Document passage:
A late bloomer of sorts, Ryane Clowe did not become an NHL regular until 2006, a full five years after he was drafted in the sixth round by the San Jose Sharks. He posted 34 points in 58 games his rookie season and has continued to up his point totals every year since, with the exception of the 2007-08 season during which he played only 15 games before undergoing season-ending surgery.
Clowe is coming off his best campaign to date, putting up 24 goals and 38 assists for 62 points and 100 PIMs last season, and was one of the Sharks' most consistent playoff performers the last two years. At 28 years old he has probably reached his ceiling, but Clowe is without a doubt one of the top power forwards in the NHL today.
Selected first overall by Columbus in 2002, Rick Nash broke into the league fresh out of the draft and tallied 39 points (17 goals and 22 assists) and 78 PIMs in 74 games. Now the captain of the Blue Jackets, Nash brings leadership and a solid all-around game every night and has carried the struggling franchise on his back for the past few years.
Nash has already scored 30 or more goals in a season six times and has two 40-goal campaigns on his resume, as well. He is coming off a strong 2010-11 season in which he notched 35 goals and 34 assists in 75 games.

Material provided:
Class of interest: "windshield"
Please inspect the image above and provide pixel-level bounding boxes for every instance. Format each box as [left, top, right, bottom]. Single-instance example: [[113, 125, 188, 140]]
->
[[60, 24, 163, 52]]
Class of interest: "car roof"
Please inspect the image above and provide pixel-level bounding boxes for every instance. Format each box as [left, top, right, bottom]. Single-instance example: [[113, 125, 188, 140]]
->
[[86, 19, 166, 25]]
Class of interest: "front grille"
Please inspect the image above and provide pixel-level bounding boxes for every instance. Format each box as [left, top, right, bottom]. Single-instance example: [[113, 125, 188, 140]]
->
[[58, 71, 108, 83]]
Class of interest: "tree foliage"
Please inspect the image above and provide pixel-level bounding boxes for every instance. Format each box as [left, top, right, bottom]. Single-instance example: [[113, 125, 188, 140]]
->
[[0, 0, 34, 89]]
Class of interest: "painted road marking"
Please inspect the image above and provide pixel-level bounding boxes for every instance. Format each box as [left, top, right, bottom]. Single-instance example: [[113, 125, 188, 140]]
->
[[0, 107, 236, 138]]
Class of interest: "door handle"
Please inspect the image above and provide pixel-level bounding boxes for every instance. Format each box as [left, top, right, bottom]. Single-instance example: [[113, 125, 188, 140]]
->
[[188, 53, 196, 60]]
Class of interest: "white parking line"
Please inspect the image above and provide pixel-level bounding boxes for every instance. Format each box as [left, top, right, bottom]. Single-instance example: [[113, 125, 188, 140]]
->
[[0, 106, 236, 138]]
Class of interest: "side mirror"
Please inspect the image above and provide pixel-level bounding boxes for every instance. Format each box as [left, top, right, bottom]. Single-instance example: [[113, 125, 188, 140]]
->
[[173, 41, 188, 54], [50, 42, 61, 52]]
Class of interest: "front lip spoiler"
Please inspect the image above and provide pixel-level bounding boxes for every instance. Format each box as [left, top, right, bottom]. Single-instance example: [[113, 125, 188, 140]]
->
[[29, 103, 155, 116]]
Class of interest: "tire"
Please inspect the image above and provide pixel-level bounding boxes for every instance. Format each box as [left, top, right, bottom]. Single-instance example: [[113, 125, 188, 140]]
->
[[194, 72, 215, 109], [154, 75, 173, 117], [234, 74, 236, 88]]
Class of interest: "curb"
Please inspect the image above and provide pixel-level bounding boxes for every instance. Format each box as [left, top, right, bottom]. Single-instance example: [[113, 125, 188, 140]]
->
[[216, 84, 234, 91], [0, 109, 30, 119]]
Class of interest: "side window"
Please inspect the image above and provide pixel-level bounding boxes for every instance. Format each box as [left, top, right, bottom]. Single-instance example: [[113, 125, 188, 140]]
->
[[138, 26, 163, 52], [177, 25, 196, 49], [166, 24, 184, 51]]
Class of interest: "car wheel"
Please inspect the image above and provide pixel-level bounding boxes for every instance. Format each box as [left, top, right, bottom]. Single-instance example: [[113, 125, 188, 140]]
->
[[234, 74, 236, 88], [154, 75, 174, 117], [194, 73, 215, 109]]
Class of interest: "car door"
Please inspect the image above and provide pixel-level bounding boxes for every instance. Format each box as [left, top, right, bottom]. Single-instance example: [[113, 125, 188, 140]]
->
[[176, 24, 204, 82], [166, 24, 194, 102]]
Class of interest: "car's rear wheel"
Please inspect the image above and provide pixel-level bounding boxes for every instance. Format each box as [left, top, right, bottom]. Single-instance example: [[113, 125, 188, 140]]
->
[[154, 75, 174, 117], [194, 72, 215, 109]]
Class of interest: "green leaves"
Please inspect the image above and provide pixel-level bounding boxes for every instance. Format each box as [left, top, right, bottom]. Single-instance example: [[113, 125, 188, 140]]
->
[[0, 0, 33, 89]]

Exercise set:
1. Translate this sentence from the passage on NHL forwards into Spanish: "Nash has already scored 30 or more goals in a season six times and has two 40-goal campaigns on his resume, as well."
2. Rewrite the passage on NHL forwards starting with "Selected first overall" and going on through "past few years.", swapping "Columbus" for "the Columbus Blue Jackets".

Results by task:
1. Nash ya ha marcado 30 o más goles en una temporada seis veces y, además, tiene dos campañas de 40 goles en su historial.

2.
Selected first overall by the Columbus Blue Jackets in 2002, Rick Nash broke into the league fresh out of the draft and tallied 39 points (17 goals and 22 assists) and 78 PIMs in 74 games. Now the captain of the Blue Jackets, Nash brings leadership and a solid all-around game every night and has carried the struggling franchise on his back for the past few years.